▸ SEITENTEXT
----------
Flutlichtpokal (Deutschland, 1957 bis 1958)

Mitte der 1950er Jahre war das sogenannte Flutlicht das im wahrsten und übertragenen Sinne des Wortes ganz heiße Ding im Weltfußball. Auf einmal konnten Spiele nicht mehr nur unter der langweiligen Sonne ausgetragen werden, sondern auch dann, wenn es normalerweise dunkel ist: abends.

Die besten Vereine des Kontinents duellierten sich ab 1955 unter Flutlicht im neugeschaffenen Europapokal der Landesmeister. Die Offenbacher Kickers verfügten mit dem Bieberer Berg zwar über ein Stadion mit Flutlicht, waren aber nicht erfolgreich genug, um am Europapokal teilnehmen zu dürfen. Also stiftete Präsident Hans Winter 1957 den Flutlichtpokal. Zulassungskriterium zur Teilnahme: ein Stadion mit Flutlicht.

Abgesehen von den Kickers meldeten sich sieben weitere Vereine an: Eintracht Frankfurt, FSV Frankfurt, FC Schalke 04, TSV 1860 München, Preußen Münster, Fortuna Düsseldorf und Viktoria 89 Berlin. Im K.o.-System ging es bis zum Finale, in dem Eintracht Frankfurt gegen Schalke gewann. Auf ein 3:3 im Hinspiel folgte ein 0:0 im Rückspiel. Entschieden wurde das Duell - eine einmalige Eigenart des Flutlichtpokals - durch das bessere Eckballverhältnis. 8:6 für die Eintracht!

In der darauffolgenden Saison durften Stifter Winter und seine Offenbacher nach einem 5:3-Finalsieg gegen Eintracht Braunschweig schließlich selbst jubeln. Damit reichte es ihnen aber auch schon wieder: die zweite Austragung war gleichzeitig die letzte. Und der Gewinn für Offenbach abgesehen von einem DFB-Pokalsieg 1970 einer von nur zwei nationalen Titeln der Vereinsgeschichte.

Watney Cup (England, 1970 bis 1973)

Der Watney Cup wurde 1970 vom Brauereiunternehmen Watney Mann ins Leben gerufen und fortan finanziell unterstützt - was natürlich automatisch für den Gaudi-Faktor des Wettbewerbs sprechen muss. Und in der Tat: um beste Unterhaltung zu bieten, durften nur Vereine mitspielen, die ganz besonders viele Tore garantieren.

Teilnahmeberechtigt waren jeweils zwei Klubs aus jeder der ersten vier Ligen und zwar die, die in der vorangegangenen Saison die meisten Tore erzielt hatten. Es sei denn, sie stiegen entweder auf oder qualifizierten sich für einen Europapokal. Ausgetragen wurde der Watney Cup stets kurz vor Saisonbeginn.

Gleich im ersten Jahr ging das Gaudi-Konzept auf: in einem spektakulären Finale gewann Derby County mit 4:1 gegen Manchester United. Es folgten zwei Außenseiter-Triumphe: 1971 gewann der Viertligist Colchester United, 1972 der Drittligist Bristol Rovers. Beide Endspiele wurden im Elfmeterschießen entschieden, was eine Premiere für den englischen Fußball darstellte. Versuchslabor Watney Cup! 1973 ging der Titel mit Stoke City schließlich wieder an einen Erstligisten. Gleichzeitig war es die letzte Austragung.
----------
▸ GESAMMELTE DATEN

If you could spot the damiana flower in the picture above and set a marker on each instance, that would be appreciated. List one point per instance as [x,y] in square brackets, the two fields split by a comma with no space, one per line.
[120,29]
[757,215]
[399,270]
----------
▸ DIE AUFGABE
Schreibe aus dem Text über den Flutlichtpokal und den Watney Cup die Stelle wortgetreu ab, die mit „Der Watney Cup wurde“ anfängt und bis einschließlich „viele Tore garantieren.“ geht.

▸ ERGEBNIS
Der Watney Cup wurde 1970 vom Brauereiunternehmen Watney Mann ins Leben gerufen und fortan finanziell unterstützt - was natürlich automatisch für den Gaudi-Faktor des Wettbewerbs sprechen muss. Und in der Tat: um beste Unterhaltung zu bieten, durften nur Vereine mitspielen, die ganz besonders viele Tore garantieren.